**What you should do:**
Tally up the lines below that include the word "each". Answer with the number alone.
◆ ◆ ◆ ◆ ◆ ◆ ◆
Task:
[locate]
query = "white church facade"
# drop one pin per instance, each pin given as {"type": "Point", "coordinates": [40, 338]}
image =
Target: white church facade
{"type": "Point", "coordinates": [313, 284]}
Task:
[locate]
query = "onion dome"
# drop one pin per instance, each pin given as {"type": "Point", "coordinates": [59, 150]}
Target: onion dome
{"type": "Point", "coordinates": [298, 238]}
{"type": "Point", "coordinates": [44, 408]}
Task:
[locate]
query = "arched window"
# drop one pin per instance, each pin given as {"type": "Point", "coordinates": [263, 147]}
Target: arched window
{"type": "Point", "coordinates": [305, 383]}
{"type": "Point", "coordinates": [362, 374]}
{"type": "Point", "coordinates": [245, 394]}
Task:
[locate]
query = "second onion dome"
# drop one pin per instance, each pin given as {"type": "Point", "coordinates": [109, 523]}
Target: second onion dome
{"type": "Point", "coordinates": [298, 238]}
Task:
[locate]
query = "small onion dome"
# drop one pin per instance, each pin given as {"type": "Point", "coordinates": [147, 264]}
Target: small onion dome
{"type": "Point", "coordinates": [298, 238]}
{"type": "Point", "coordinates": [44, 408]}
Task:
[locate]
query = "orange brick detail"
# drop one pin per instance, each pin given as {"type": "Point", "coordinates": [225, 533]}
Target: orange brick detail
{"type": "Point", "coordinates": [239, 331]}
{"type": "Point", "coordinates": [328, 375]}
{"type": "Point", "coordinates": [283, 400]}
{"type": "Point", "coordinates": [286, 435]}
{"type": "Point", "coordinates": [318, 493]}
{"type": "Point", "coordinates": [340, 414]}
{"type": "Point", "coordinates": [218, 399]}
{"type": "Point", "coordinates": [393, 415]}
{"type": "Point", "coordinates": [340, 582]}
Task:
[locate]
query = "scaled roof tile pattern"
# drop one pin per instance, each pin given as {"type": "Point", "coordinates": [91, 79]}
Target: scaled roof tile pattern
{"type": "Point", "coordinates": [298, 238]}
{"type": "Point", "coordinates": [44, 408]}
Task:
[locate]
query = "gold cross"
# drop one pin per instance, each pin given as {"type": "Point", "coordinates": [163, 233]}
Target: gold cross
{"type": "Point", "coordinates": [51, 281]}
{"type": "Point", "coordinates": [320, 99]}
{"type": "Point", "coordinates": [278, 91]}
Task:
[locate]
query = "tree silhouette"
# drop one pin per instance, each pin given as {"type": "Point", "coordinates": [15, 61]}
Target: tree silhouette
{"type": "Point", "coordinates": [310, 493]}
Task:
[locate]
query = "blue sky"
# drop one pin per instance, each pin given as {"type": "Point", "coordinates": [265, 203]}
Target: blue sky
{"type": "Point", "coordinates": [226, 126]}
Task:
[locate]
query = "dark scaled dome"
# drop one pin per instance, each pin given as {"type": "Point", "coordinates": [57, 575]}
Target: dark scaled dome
◆ ◆ ◆ ◆ ◆ ◆ ◆
**Exercise answer:**
11